Excerpted records:
⟨

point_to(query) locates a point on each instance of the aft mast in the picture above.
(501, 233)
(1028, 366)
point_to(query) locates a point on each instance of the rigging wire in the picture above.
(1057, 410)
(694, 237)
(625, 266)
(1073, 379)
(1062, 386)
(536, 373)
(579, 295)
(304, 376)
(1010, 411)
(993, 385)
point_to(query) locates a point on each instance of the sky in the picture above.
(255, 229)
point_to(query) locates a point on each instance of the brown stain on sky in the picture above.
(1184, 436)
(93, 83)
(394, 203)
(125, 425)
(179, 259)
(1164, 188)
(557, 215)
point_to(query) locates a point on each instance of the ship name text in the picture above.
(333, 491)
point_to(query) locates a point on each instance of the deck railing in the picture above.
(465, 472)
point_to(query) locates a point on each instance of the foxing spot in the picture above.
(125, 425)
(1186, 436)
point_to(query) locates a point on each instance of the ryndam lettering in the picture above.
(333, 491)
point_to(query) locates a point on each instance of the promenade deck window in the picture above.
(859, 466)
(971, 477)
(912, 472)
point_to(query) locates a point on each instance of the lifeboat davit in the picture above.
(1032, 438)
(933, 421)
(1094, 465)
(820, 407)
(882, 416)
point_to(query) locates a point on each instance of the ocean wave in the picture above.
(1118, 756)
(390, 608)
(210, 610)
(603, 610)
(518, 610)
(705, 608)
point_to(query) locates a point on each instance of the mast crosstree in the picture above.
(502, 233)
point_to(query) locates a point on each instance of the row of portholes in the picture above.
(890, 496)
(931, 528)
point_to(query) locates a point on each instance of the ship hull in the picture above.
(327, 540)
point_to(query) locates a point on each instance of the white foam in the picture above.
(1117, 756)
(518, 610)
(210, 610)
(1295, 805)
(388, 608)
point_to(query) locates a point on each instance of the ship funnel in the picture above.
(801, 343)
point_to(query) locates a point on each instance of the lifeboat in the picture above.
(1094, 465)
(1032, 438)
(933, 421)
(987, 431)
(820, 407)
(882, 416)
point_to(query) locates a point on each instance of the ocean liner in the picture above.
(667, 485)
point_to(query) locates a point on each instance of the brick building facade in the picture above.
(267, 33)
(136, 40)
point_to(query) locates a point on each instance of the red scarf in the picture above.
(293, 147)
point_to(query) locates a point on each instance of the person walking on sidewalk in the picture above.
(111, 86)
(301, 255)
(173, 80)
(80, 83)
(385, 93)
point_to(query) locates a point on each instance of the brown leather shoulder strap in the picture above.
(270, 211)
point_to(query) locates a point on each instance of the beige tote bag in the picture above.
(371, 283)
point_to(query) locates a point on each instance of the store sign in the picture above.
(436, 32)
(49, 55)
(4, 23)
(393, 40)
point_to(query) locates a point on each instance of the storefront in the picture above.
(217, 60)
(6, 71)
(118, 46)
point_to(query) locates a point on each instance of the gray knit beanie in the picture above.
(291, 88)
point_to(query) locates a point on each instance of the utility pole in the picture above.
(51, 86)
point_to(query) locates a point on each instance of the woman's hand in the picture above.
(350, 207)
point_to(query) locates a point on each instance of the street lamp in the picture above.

⟩

Go through the listing and write out each line exactly.

point_to(query) locates a point on each instance of the aft mast in the picture above.
(501, 233)
(1028, 366)
point_to(query) locates a point on each instance of the rigging wire in the picture above.
(1057, 410)
(694, 237)
(625, 266)
(1073, 379)
(1062, 386)
(536, 373)
(579, 295)
(304, 376)
(1010, 411)
(993, 385)
point_to(query) locates a point on each instance of the sky in the picture above.
(255, 229)
point_to(query) locates a point on each instance of the brown stain on sky in the picture above.
(1184, 436)
(93, 83)
(394, 203)
(125, 425)
(179, 259)
(1164, 188)
(557, 215)
point_to(query) locates a point on each instance of the ship name text in the picture above.
(333, 491)
point_to(query) locates a point on each instance of the deck railing in the picture above.
(465, 472)
point_to(query) locates a point on each instance of the foxing spot in the picture above.
(125, 425)
(1186, 436)
point_to(query) locates a point on each instance of the ryndam lettering in the picture above.
(333, 491)
point_to(query) locates a point on each instance of the promenade deck window in the picture above.
(859, 466)
(971, 477)
(912, 472)
point_to(query) locates a point on each instance of the lifeboat davit in the picture above.
(1032, 438)
(933, 421)
(1094, 465)
(820, 407)
(882, 416)
point_to(query) locates a point on each instance of the ocean wave in the picture above.
(1118, 756)
(390, 608)
(210, 610)
(603, 610)
(518, 610)
(705, 608)
point_to(query) locates a point on each instance of the mast crosstree in the picture above.
(502, 233)
point_to(query) locates a point on each instance of the row of portholes in the picture above.
(890, 496)
(931, 528)
point_to(query) locates a point on each instance of the ship hull in the picture above.
(327, 540)
point_to(query) locates a point on each instance of the white foam in the picture above.
(1117, 756)
(518, 610)
(210, 610)
(1295, 805)
(388, 608)
point_to(query) locates a point on each instance of the ship funnel in the picture above.
(801, 343)
point_to(query) locates a point on each instance of the lifeboat in the picture above.
(1094, 465)
(1032, 438)
(933, 421)
(987, 431)
(820, 407)
(882, 416)
point_to(query) locates a point on each instance of the ocean liner in the picture above.
(667, 485)
point_to(query) locates a point on each instance of the brick building facade in the picture above.
(267, 33)
(136, 40)
point_to(query) locates a point on each instance of the red scarf in the picture above.
(293, 147)
point_to(query) locates a point on each instance of the person walking on sidewalk in the picture above.
(111, 86)
(301, 255)
(173, 80)
(80, 83)
(385, 93)
point_to(query) locates a point on each instance of the brown leather shoulder strap in the picture above.
(270, 211)
point_to(query) locates a point on each instance of the beige tote bag in the picture above.
(371, 283)
point_to(query) locates a point on each instance of the store sign in the picture above.
(436, 32)
(49, 55)
(4, 23)
(393, 40)
point_to(query) locates a point on each instance of the storefront in the picture above.
(217, 60)
(6, 71)
(118, 46)
point_to(query) locates a point on each instance of the gray knit beanie in the picture above.
(291, 88)
point_to(query) locates a point on each instance of the utility pole in the picture above.
(51, 86)
point_to(query) locates a point on each instance of the woman's hand in the picture above.
(350, 207)
point_to(query) locates a point on each instance of the street lamp in the picture above.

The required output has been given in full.